Update the records starting at the beginning and ending at the line that contains "x=944, y=450" by putting "grin" in place of "smile", changing nothing else and giving back only those lines.

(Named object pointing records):
==========

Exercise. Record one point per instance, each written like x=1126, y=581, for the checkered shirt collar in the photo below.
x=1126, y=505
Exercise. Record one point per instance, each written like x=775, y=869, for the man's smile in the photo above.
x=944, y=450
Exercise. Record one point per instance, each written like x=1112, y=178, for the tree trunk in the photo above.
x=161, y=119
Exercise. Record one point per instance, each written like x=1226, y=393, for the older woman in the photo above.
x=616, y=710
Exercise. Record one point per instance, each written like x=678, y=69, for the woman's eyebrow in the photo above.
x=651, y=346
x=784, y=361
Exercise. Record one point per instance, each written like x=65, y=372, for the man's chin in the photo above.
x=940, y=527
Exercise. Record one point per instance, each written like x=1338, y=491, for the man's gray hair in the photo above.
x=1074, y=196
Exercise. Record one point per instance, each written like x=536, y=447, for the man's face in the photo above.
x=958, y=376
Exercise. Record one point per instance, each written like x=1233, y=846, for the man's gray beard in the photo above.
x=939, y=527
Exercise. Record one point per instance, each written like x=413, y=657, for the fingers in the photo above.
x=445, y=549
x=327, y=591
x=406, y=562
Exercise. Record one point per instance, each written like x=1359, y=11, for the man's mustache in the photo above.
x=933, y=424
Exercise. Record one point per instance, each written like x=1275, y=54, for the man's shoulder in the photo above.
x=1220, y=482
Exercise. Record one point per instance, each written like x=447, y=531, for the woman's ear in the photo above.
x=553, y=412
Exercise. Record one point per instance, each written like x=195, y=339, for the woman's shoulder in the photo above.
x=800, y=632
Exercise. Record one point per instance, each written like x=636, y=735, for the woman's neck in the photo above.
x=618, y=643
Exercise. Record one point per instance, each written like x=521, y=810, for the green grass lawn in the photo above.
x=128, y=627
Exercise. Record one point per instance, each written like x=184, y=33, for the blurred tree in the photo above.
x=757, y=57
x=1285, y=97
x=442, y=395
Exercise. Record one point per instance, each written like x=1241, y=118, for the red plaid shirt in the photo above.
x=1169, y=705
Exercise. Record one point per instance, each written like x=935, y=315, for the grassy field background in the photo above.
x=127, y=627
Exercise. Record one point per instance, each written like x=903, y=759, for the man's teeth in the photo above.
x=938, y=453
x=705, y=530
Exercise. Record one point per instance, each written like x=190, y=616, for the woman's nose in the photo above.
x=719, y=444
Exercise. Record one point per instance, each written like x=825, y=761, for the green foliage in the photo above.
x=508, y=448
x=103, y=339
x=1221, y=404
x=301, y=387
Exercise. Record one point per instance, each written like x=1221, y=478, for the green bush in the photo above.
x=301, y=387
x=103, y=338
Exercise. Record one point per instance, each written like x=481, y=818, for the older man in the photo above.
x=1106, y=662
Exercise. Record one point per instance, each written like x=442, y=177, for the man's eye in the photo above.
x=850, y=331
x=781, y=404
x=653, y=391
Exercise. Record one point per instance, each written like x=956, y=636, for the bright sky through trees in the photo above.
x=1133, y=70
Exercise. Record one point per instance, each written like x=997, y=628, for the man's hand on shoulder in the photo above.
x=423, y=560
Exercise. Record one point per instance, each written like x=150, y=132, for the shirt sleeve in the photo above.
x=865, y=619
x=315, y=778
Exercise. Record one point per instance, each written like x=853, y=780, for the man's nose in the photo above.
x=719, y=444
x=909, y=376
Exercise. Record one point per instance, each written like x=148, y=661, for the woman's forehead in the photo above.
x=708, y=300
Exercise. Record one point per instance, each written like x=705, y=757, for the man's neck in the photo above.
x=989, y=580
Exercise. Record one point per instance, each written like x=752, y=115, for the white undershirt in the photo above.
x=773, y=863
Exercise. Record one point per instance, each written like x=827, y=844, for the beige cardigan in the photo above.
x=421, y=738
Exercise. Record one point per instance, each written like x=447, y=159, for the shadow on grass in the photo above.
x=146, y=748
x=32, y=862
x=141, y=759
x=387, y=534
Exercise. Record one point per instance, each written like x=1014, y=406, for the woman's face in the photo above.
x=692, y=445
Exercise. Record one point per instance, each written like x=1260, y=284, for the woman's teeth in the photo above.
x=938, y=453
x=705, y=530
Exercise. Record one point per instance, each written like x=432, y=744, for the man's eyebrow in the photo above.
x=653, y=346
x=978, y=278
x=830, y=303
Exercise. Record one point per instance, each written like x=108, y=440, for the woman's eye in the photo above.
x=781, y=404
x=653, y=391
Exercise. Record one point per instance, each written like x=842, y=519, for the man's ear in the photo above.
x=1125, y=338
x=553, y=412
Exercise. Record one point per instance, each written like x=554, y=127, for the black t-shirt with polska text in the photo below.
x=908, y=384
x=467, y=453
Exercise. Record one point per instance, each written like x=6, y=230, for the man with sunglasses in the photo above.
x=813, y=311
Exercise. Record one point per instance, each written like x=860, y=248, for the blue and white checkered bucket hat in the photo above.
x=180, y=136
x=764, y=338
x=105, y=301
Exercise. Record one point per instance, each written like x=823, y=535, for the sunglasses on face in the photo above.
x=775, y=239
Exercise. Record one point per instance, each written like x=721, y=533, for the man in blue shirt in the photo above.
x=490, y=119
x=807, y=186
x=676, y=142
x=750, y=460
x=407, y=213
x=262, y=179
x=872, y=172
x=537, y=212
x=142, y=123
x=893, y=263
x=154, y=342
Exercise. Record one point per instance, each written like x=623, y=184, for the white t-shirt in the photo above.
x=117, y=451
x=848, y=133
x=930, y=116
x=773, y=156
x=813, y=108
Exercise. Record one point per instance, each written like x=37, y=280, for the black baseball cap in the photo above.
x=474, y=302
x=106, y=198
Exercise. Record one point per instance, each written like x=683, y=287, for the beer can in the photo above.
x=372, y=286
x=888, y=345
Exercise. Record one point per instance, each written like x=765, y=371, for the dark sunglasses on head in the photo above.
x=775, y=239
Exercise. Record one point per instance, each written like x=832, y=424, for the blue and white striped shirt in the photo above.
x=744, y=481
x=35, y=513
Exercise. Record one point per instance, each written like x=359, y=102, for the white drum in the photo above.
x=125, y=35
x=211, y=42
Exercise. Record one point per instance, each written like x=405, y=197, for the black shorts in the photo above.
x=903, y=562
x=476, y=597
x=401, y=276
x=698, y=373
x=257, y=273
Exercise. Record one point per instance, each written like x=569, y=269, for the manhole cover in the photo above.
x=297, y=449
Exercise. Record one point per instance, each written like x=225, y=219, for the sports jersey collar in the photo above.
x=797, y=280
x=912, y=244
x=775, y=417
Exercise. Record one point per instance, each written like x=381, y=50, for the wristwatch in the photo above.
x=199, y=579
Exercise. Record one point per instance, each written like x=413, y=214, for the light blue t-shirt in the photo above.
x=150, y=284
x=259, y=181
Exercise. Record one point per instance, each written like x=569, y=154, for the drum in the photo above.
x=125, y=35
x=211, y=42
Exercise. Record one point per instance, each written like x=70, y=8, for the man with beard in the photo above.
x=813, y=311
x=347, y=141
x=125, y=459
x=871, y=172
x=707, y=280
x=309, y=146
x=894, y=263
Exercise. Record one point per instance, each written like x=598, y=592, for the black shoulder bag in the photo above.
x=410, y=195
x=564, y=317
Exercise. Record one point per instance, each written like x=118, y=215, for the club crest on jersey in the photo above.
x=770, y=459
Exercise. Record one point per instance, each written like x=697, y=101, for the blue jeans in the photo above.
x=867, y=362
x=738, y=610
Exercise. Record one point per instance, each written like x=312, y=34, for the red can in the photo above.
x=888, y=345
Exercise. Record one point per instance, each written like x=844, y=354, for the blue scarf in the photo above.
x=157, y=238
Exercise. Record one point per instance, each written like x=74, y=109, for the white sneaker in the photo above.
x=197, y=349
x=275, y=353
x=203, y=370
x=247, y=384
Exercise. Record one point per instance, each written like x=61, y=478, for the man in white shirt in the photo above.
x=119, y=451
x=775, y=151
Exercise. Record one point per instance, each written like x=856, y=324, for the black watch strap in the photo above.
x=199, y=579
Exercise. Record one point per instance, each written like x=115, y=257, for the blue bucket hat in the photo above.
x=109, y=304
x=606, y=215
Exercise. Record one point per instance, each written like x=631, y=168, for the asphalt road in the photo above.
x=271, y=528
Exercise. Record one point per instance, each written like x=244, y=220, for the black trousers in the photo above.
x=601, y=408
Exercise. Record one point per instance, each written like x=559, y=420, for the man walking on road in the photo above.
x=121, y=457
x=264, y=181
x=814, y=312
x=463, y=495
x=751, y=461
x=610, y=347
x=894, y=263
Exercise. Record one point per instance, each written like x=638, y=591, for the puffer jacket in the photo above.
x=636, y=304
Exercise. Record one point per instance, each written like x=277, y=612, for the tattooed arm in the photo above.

==========

(Answer):
Exercise. Record one point per instance, each written like x=1126, y=581, for the checkered shirt collar in the photo below.
x=1126, y=505
Exercise. Record one point per instance, each written like x=775, y=869, for the man's grin in the photo above.
x=944, y=450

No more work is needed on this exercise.